▶ [Exercise objective]:
Each entry here needs to be given again exactly.

▶ [Data for this task]:
○ ○ ○ ○ ○
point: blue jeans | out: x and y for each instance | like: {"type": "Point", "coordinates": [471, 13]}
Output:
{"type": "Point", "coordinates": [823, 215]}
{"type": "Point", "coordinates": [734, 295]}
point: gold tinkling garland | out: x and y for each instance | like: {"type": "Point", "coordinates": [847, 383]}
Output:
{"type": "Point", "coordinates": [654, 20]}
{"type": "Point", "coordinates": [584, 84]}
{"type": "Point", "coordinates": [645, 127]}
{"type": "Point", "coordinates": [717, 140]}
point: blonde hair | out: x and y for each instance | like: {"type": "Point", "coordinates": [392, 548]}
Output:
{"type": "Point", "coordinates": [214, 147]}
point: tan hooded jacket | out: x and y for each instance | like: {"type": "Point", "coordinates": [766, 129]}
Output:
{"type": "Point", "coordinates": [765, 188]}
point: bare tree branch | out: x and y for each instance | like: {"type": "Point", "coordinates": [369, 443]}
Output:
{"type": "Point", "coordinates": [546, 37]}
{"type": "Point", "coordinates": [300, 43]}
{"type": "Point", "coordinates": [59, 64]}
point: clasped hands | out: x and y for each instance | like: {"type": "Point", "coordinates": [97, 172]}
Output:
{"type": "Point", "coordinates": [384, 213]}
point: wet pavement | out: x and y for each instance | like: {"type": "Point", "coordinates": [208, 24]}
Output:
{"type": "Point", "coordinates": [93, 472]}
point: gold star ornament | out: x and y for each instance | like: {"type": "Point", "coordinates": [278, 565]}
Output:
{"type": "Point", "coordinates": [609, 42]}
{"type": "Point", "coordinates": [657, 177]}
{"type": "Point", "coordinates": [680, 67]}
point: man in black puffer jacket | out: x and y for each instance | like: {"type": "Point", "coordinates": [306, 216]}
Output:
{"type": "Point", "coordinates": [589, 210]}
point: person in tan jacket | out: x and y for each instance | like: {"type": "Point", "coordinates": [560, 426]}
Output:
○ ○ ○ ○ ○
▶ [Result of the exercise]:
point: blue jeans | out: x and y for each instance | like: {"type": "Point", "coordinates": [471, 13]}
Output:
{"type": "Point", "coordinates": [823, 215]}
{"type": "Point", "coordinates": [734, 295]}
point: gold tinkling garland | out: x and y for each instance | like: {"type": "Point", "coordinates": [847, 383]}
Output:
{"type": "Point", "coordinates": [654, 20]}
{"type": "Point", "coordinates": [584, 84]}
{"type": "Point", "coordinates": [645, 127]}
{"type": "Point", "coordinates": [717, 140]}
point: blonde hair | out: x and y for each instance | like: {"type": "Point", "coordinates": [392, 548]}
Output:
{"type": "Point", "coordinates": [214, 147]}
point: tan hooded jacket | out: x and y for each instance | like: {"type": "Point", "coordinates": [766, 129]}
Output:
{"type": "Point", "coordinates": [765, 188]}
point: bare tree branch | out: x and y for each instance | like: {"type": "Point", "coordinates": [369, 443]}
Output:
{"type": "Point", "coordinates": [546, 37]}
{"type": "Point", "coordinates": [300, 43]}
{"type": "Point", "coordinates": [59, 64]}
point: clasped hands | out: x and y for each instance | like: {"type": "Point", "coordinates": [97, 172]}
Output:
{"type": "Point", "coordinates": [384, 213]}
point: wet pavement | out: x and y for each instance | like: {"type": "Point", "coordinates": [208, 24]}
Output:
{"type": "Point", "coordinates": [93, 472]}
point: gold star ornament | out: x and y for each instance | like: {"type": "Point", "coordinates": [278, 565]}
Output:
{"type": "Point", "coordinates": [609, 42]}
{"type": "Point", "coordinates": [657, 177]}
{"type": "Point", "coordinates": [680, 67]}
point: man in black puffer jacket | out: x and y for each instance | like: {"type": "Point", "coordinates": [306, 216]}
Output:
{"type": "Point", "coordinates": [589, 210]}
point: person in tan jacket | out: x and y for each instance | like: {"type": "Point", "coordinates": [560, 426]}
Output:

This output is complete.